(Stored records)
━━━━━━━━━━━━━━━━━━━━
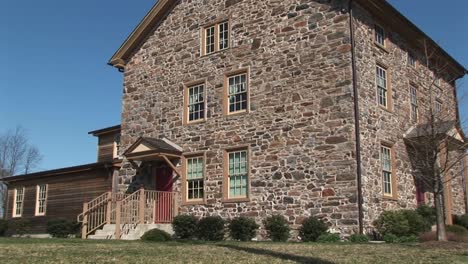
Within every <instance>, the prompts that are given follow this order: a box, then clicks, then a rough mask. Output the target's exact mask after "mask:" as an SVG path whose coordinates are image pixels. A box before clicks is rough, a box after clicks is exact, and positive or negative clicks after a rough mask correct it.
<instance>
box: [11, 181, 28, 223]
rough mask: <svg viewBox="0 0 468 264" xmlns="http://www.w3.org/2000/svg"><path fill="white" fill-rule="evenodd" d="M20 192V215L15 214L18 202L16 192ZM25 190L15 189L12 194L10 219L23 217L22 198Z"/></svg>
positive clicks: (18, 214) (23, 199)
mask: <svg viewBox="0 0 468 264" xmlns="http://www.w3.org/2000/svg"><path fill="white" fill-rule="evenodd" d="M19 189H21V190H22V195H21V209H20V213H19V214H17V213H16V211H17V209H18V206H17V202H18V190H19ZM25 194H26V188H25V187H17V188H15V189H14V192H13V210H12V217H13V218H19V217H22V216H23V209H24V197H25V196H26V195H25Z"/></svg>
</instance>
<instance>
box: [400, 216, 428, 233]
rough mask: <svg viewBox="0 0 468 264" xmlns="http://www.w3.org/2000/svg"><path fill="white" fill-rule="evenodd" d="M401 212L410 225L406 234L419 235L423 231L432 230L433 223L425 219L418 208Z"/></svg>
mask: <svg viewBox="0 0 468 264" xmlns="http://www.w3.org/2000/svg"><path fill="white" fill-rule="evenodd" d="M401 212H402V214H403V215H404V216H405V218H406V220H407V221H408V225H409V230H408V233H407V234H405V235H419V234H421V233H422V232H427V231H431V226H432V224H431V223H430V222H429V221H426V220H424V218H423V217H422V216H421V215H420V214H419V213H418V211H417V210H402V211H401Z"/></svg>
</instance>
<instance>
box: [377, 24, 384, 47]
mask: <svg viewBox="0 0 468 264" xmlns="http://www.w3.org/2000/svg"><path fill="white" fill-rule="evenodd" d="M374 36H375V43H377V44H379V45H381V46H383V47H385V29H384V28H383V27H381V26H379V25H377V24H376V25H374Z"/></svg>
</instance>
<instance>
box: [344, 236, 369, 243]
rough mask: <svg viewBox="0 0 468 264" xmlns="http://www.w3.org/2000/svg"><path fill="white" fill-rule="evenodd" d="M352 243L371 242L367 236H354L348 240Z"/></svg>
mask: <svg viewBox="0 0 468 264" xmlns="http://www.w3.org/2000/svg"><path fill="white" fill-rule="evenodd" d="M348 240H349V242H351V243H367V242H369V237H368V236H366V235H360V234H352V235H351V236H349V238H348Z"/></svg>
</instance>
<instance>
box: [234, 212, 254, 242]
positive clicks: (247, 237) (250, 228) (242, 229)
mask: <svg viewBox="0 0 468 264" xmlns="http://www.w3.org/2000/svg"><path fill="white" fill-rule="evenodd" d="M259 227H260V226H259V225H257V223H255V220H253V219H251V218H247V217H237V218H234V219H232V220H231V221H230V223H229V233H230V235H231V237H232V238H233V239H235V240H240V241H250V240H252V238H254V237H255V235H256V234H257V229H258V228H259Z"/></svg>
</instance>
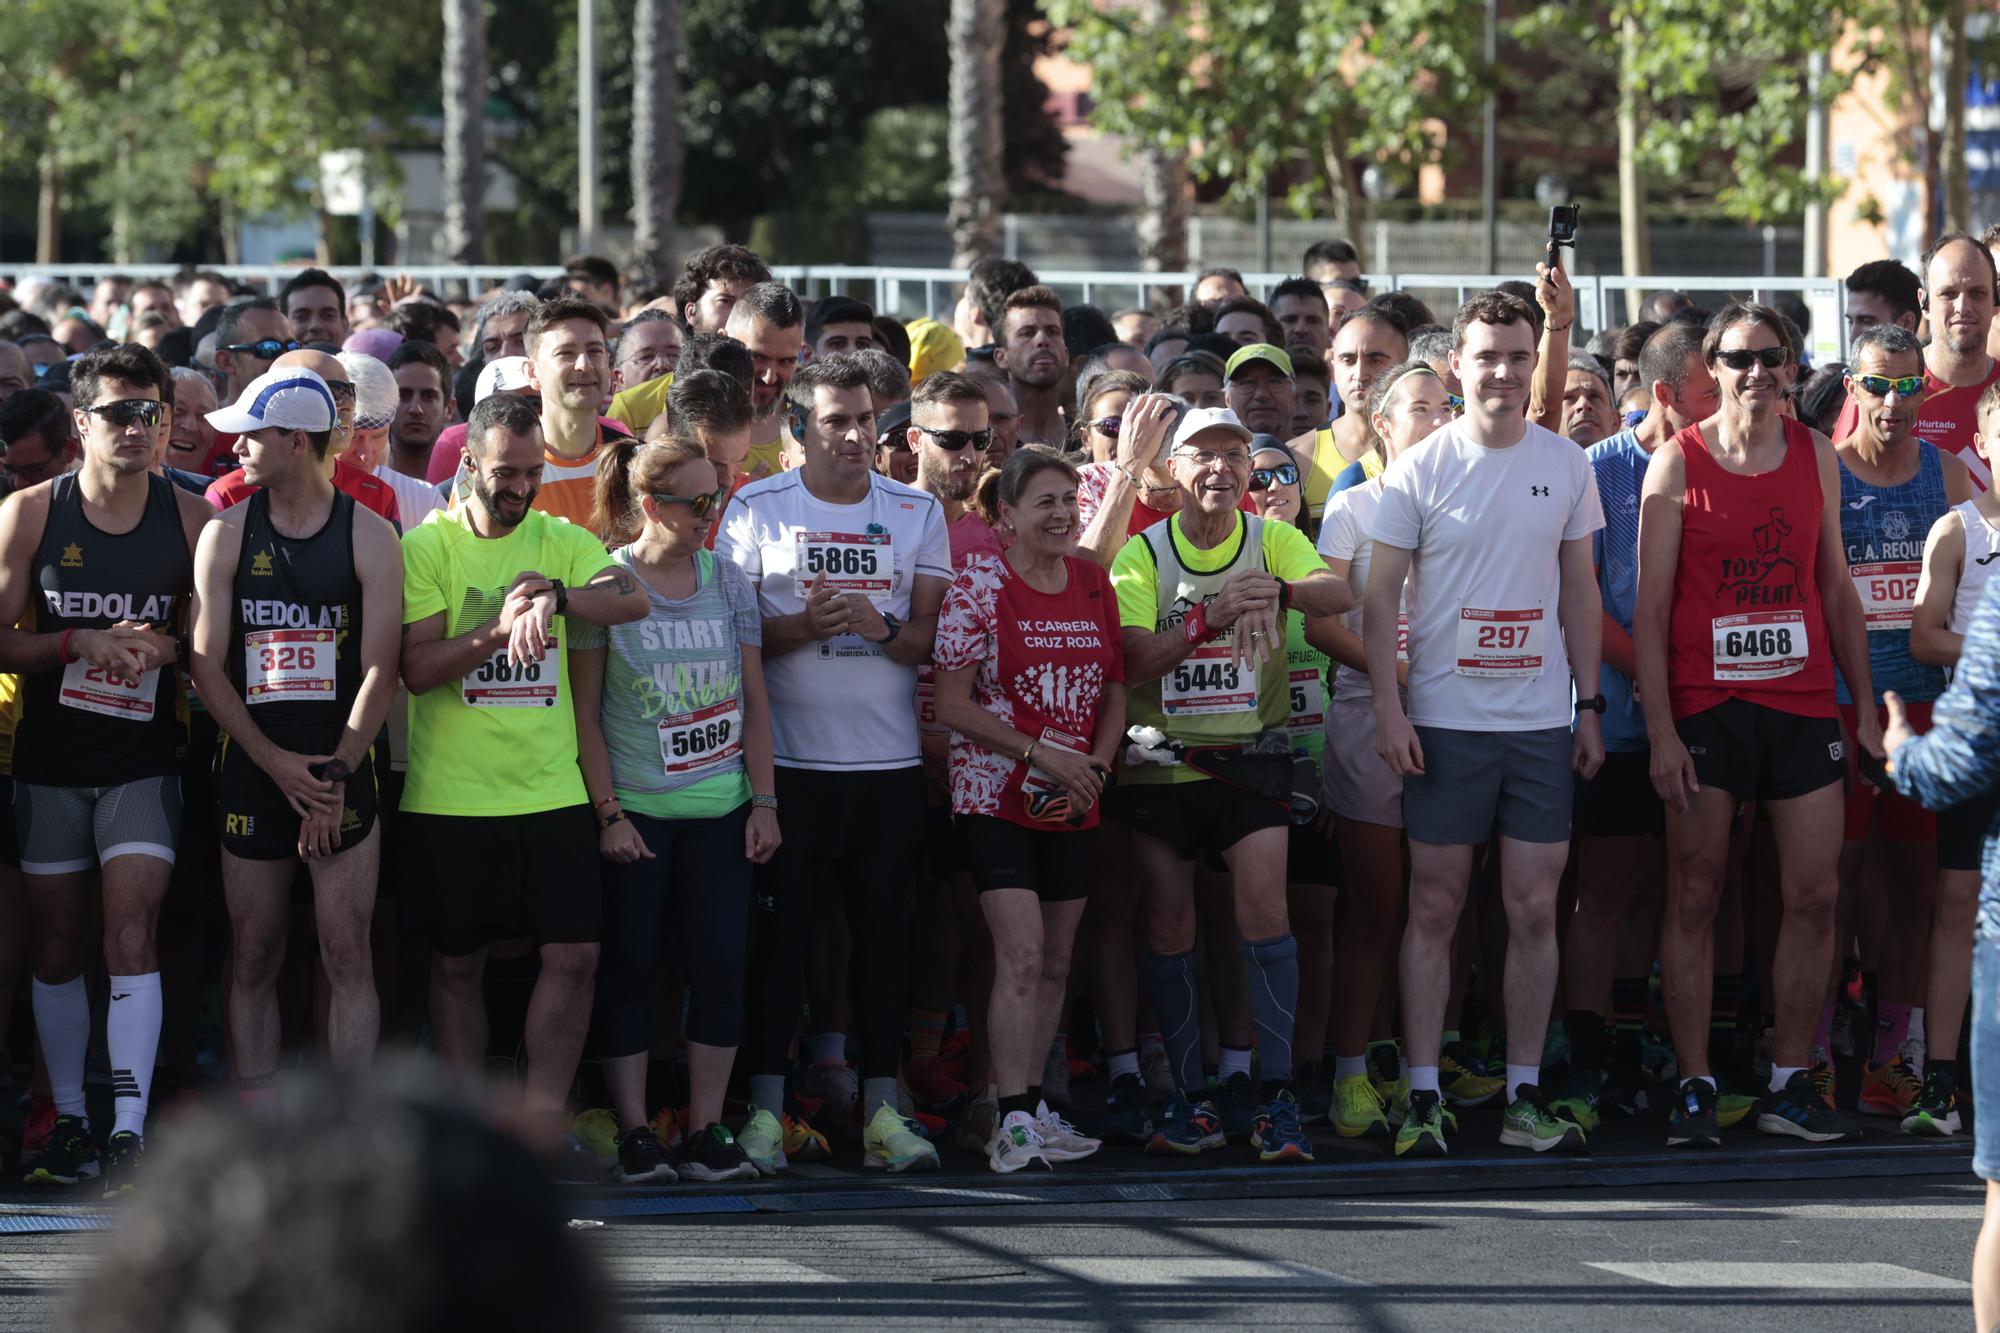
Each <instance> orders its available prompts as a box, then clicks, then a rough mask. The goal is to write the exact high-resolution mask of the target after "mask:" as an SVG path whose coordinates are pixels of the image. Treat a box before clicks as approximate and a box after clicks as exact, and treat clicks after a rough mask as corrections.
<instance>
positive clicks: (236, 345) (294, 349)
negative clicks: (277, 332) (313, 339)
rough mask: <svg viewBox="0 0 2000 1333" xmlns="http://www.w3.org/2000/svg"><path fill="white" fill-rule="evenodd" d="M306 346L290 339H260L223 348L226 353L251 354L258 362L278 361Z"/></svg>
mask: <svg viewBox="0 0 2000 1333" xmlns="http://www.w3.org/2000/svg"><path fill="white" fill-rule="evenodd" d="M302 346H306V344H304V342H292V340H290V338H284V340H280V338H260V340H256V342H228V344H224V346H222V350H224V352H250V354H252V356H256V358H258V360H278V358H280V356H284V354H286V352H296V350H298V348H302Z"/></svg>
━━━━━━━━━━━━━━━━━━━━
* AIM OF THE TASK
Write out the records word for word. Pictures stay out.

* EXERCISE ANSWER
Within every <instance>, the prompts that are given follow this order: a box, then clicks, then a rough mask. Output the target's exact mask after "mask:" as an SVG path whose coordinates are image pixels. A box before clicks is rough, a box after clicks is exact, and positive or negative clicks after a rough mask correct it.
<instance>
box: [11, 181, 28, 223]
rough mask: <svg viewBox="0 0 468 264" xmlns="http://www.w3.org/2000/svg"><path fill="white" fill-rule="evenodd" d="M20 192V215L15 214L18 202L16 192ZM25 190L15 189L12 194L10 219L23 217L22 198Z"/></svg>
positive clicks: (18, 214) (23, 199)
mask: <svg viewBox="0 0 468 264" xmlns="http://www.w3.org/2000/svg"><path fill="white" fill-rule="evenodd" d="M19 189H21V190H22V195H21V209H20V213H19V214H17V213H16V211H17V209H18V206H17V202H18V190H19ZM25 194H26V188H25V187H17V188H15V189H14V192H13V210H12V217H13V218H19V217H22V216H23V209H24V197H25V196H26V195H25Z"/></svg>
</instance>
<instance>
box: [400, 216, 428, 233]
rough mask: <svg viewBox="0 0 468 264" xmlns="http://www.w3.org/2000/svg"><path fill="white" fill-rule="evenodd" d="M401 212L410 225L406 234L419 235L423 231L432 230L433 223L425 219L418 208Z"/></svg>
mask: <svg viewBox="0 0 468 264" xmlns="http://www.w3.org/2000/svg"><path fill="white" fill-rule="evenodd" d="M401 212H402V214H403V215H404V216H405V218H406V220H407V221H408V225H409V230H408V233H407V234H405V235H419V234H421V233H422V232H427V231H431V226H432V224H431V223H430V222H429V221H426V220H424V218H423V217H422V216H421V215H420V214H419V213H418V211H417V210H402V211H401Z"/></svg>
</instance>
<instance>
box: [377, 24, 384, 47]
mask: <svg viewBox="0 0 468 264" xmlns="http://www.w3.org/2000/svg"><path fill="white" fill-rule="evenodd" d="M374 36H375V43H377V44H379V45H381V46H383V47H385V29H384V28H383V27H381V26H379V25H377V24H376V25H374Z"/></svg>
</instance>
<instance>
box: [344, 236, 369, 243]
rough mask: <svg viewBox="0 0 468 264" xmlns="http://www.w3.org/2000/svg"><path fill="white" fill-rule="evenodd" d="M352 243L371 242L367 236H354L348 240Z"/></svg>
mask: <svg viewBox="0 0 468 264" xmlns="http://www.w3.org/2000/svg"><path fill="white" fill-rule="evenodd" d="M348 240H349V242H351V243H367V242H369V237H368V236H366V235H360V234H352V235H351V236H349V238H348Z"/></svg>
</instance>
<instance>
box: [234, 212, 254, 242]
positive clicks: (247, 237) (250, 228) (242, 229)
mask: <svg viewBox="0 0 468 264" xmlns="http://www.w3.org/2000/svg"><path fill="white" fill-rule="evenodd" d="M259 227H260V226H259V225H257V223H255V220H253V219H251V218H247V217H237V218H234V219H232V220H231V221H230V223H229V233H230V235H231V237H232V238H233V239H235V240H240V241H250V240H252V238H254V237H255V235H256V234H257V229H258V228H259Z"/></svg>
</instance>
Each <instance> orders its available prompts as a box, then clicks, then a rough mask. The goal is to write the exact high-resolution mask of the target after "mask:" as an SVG path whose coordinates are pixels of the image. Treat a box before clicks as approximate and a box after clicks as exact, and treat clicks after a rough mask as corrections.
<instance>
positive clicks: (236, 345) (294, 349)
negative clicks: (277, 332) (313, 339)
rough mask: <svg viewBox="0 0 2000 1333" xmlns="http://www.w3.org/2000/svg"><path fill="white" fill-rule="evenodd" d="M306 346L290 339H260L223 348L226 353L251 354L258 362L278 361Z"/></svg>
mask: <svg viewBox="0 0 2000 1333" xmlns="http://www.w3.org/2000/svg"><path fill="white" fill-rule="evenodd" d="M302 346H306V344H304V342H292V340H290V338H284V340H280V338H260V340H256V342H228V344H224V346H222V350H224V352H250V354H252V356H256V358H258V360H278V358H280V356H284V354H286V352H296V350H298V348H302Z"/></svg>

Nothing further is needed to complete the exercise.